Utility functions

gprutils.py

Utility functions for the analysis of sparse image and hyperspectral data with Gaussian processes.

Author: Maxim Ziatdinov (email: maxim.ziatdinov@ai4microcopy.com)

prepare_training_data(X, y=None, vector_valued=False, **kwargs)

Reshapes and converts data to torch tensors for GP analysis

Parameters
  • X (ndarray) – Grid indices with dimensions \(c \times N \times M \times L\), where c is equal to the number of coordinates (for example, for xyz coordinates, c = 3)

  • y (ndarray) – Observations (data points) with dimensions N x M x L

  • **precision (str) – Choose between single (‘single’) and double (‘double’) precision

Returns

Pytorch tensors with dimensions \(N \times M \times L \times c\) and \(N \times M \times L\)

prepare_test_data(X, **kwargs)

Reshapes and converts data to torch tensors for GP analysis

Parameters
  • X (ndarray) – Grid indices with dimensions \(c \times N \times M \times L\) where c is equal to the number of coordinates (for example, for xyz coordinates, c = 3)

  • **precision (str) – Choose between single (‘single’) and double (‘double’) precision

Returns

Pytorch tensor with dimensions \(N \times M \times L \times c\)

get_grid_indices(R, dense_x=1.0)

**Given problem a**
Find each line of the records that contains the word "oven" and copy those lines.
The utility functions page and the records have nothing to do with each other.

**Data shown**

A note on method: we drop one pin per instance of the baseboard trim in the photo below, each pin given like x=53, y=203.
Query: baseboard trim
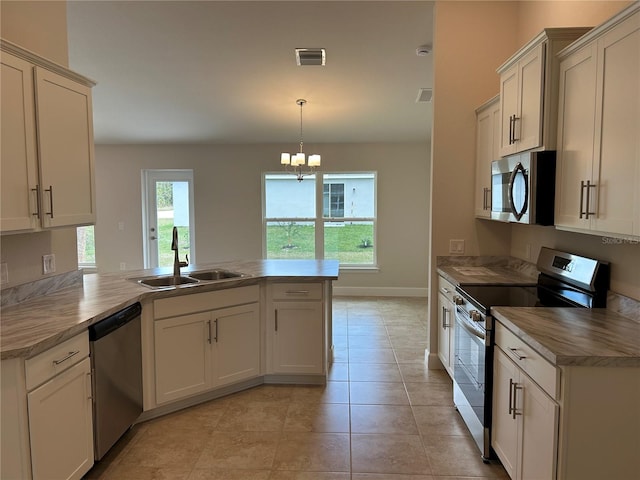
x=380, y=292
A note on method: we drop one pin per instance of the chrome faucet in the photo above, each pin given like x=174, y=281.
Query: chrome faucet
x=176, y=260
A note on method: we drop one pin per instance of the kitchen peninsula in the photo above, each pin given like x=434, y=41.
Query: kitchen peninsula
x=283, y=335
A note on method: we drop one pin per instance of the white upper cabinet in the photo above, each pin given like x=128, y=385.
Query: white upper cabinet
x=47, y=144
x=487, y=150
x=528, y=92
x=19, y=175
x=598, y=172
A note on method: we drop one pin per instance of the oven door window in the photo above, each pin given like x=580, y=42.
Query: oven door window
x=469, y=365
x=519, y=191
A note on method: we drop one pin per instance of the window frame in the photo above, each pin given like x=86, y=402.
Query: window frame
x=320, y=220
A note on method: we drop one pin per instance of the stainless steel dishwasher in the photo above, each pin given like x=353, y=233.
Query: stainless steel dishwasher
x=116, y=363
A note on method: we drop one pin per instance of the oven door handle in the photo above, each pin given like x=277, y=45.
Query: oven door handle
x=470, y=330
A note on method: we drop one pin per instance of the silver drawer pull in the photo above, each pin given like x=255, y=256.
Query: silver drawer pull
x=69, y=355
x=515, y=353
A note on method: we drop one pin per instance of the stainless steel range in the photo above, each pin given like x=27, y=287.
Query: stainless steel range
x=564, y=280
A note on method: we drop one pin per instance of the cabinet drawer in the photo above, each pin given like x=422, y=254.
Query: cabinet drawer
x=446, y=288
x=57, y=359
x=297, y=291
x=200, y=302
x=531, y=362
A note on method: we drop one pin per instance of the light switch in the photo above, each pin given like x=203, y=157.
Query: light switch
x=48, y=264
x=456, y=247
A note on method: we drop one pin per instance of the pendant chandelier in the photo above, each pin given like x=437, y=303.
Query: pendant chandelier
x=294, y=163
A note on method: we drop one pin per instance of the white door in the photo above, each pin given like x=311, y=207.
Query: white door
x=167, y=202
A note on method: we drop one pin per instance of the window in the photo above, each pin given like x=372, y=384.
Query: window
x=333, y=200
x=86, y=247
x=327, y=215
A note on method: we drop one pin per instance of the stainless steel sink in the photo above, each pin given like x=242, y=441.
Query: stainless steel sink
x=216, y=274
x=167, y=281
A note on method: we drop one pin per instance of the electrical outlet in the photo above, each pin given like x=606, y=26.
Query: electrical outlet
x=48, y=264
x=456, y=247
x=4, y=273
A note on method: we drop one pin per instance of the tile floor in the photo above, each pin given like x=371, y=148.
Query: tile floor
x=382, y=415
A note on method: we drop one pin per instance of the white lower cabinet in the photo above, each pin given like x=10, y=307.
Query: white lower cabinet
x=298, y=333
x=296, y=329
x=197, y=352
x=525, y=423
x=60, y=425
x=446, y=322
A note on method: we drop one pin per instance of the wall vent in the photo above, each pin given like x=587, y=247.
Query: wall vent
x=310, y=56
x=424, y=95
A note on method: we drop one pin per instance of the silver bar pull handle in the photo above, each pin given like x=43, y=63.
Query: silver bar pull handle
x=588, y=211
x=37, y=190
x=511, y=408
x=50, y=190
x=514, y=129
x=515, y=412
x=67, y=357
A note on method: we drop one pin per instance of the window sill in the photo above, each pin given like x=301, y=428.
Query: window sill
x=359, y=268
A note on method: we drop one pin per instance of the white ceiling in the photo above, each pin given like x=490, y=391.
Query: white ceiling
x=225, y=72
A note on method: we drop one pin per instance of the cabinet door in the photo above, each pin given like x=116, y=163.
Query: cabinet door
x=60, y=425
x=576, y=123
x=236, y=340
x=183, y=356
x=539, y=431
x=298, y=337
x=445, y=320
x=528, y=124
x=618, y=123
x=487, y=150
x=65, y=141
x=504, y=433
x=509, y=106
x=18, y=162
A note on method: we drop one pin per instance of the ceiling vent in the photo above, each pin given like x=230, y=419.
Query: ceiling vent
x=310, y=56
x=424, y=95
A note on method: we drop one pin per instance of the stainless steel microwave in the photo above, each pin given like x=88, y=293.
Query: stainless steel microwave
x=523, y=188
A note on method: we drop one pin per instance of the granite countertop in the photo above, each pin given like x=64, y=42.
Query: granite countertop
x=487, y=270
x=575, y=336
x=32, y=326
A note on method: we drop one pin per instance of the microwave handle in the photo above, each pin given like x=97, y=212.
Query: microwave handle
x=512, y=205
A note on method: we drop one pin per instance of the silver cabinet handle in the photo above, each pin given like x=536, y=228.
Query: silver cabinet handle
x=514, y=352
x=67, y=357
x=511, y=408
x=50, y=190
x=37, y=190
x=515, y=412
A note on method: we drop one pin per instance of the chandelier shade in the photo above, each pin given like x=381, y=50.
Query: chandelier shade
x=294, y=162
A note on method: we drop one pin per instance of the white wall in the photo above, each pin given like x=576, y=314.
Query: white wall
x=228, y=212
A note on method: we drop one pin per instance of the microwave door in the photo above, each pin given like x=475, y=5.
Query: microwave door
x=518, y=191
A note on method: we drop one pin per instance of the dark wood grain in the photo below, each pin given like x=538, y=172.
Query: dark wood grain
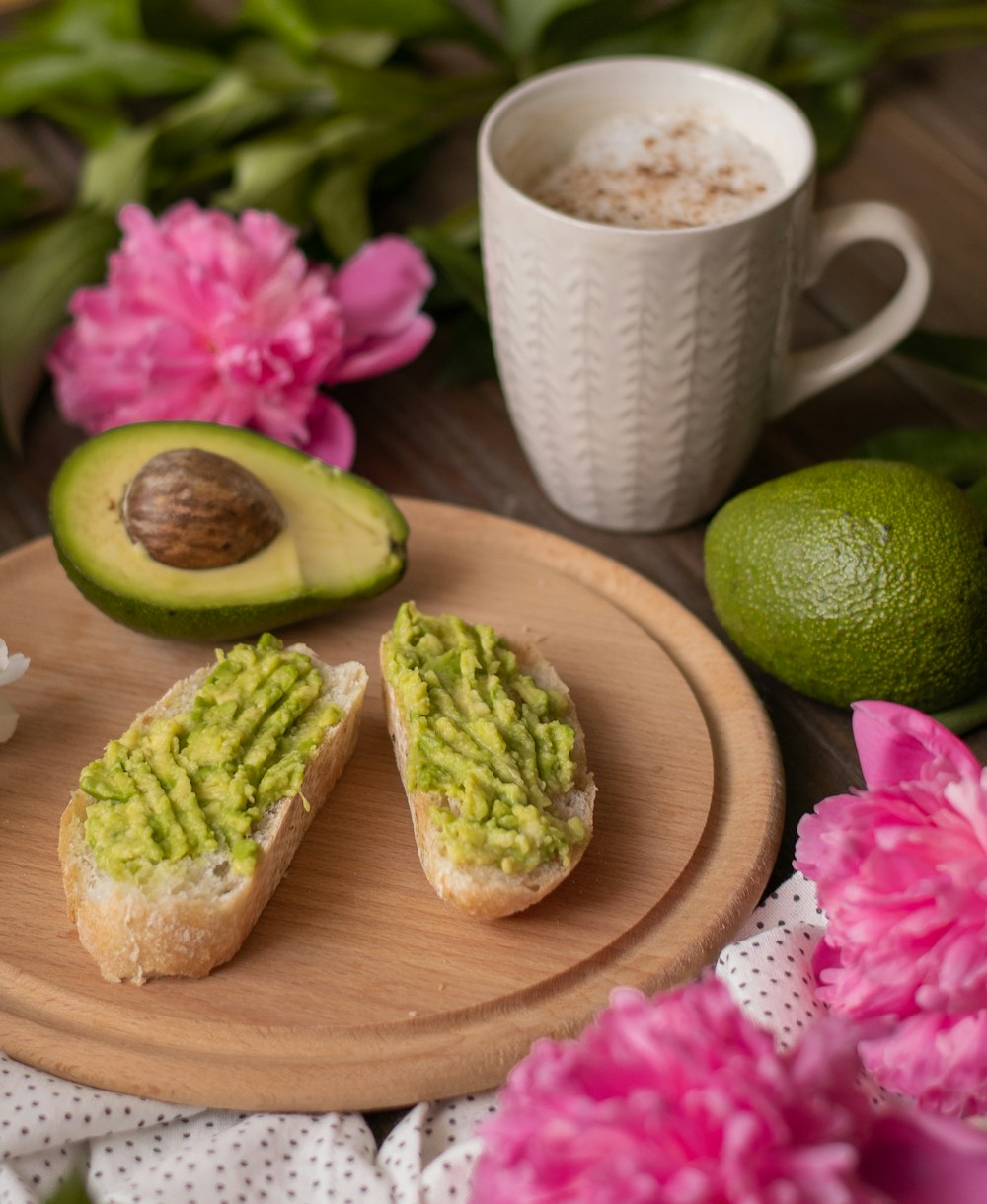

**Given problem b**
Transcribe everything in the utility functions page from "prepare_test_data(X, **kwargs)" down to "get_grid_indices(R, dense_x=1.0)".

**Correct output a**
A note on method: we drop one pin per instance of the oven door window in the photo above, each pin given like x=580, y=42.
Query: oven door window
A note on method: we drop one pin per instance of the oven door handle in the photo above, each pin given like x=277, y=45.
Query: oven door handle

**Correct output b**
prepare_test_data(X, **kwargs)

Reshapes and converts data to torch tensors for GP analysis

Parameters
  • X (ndarray) – Grid indices with dimensions \(c \times N \times M \times L\) where c is equal to the number of coordinates (for example, for xyz coordinates, c = 3)

  • **precision (str) – Choose between single (‘single’) and double (‘double’) precision

Returns

Pytorch tensor with dimensions \(N \times M \times L \times c\)

get_grid_indices(R, dense_x=1.0)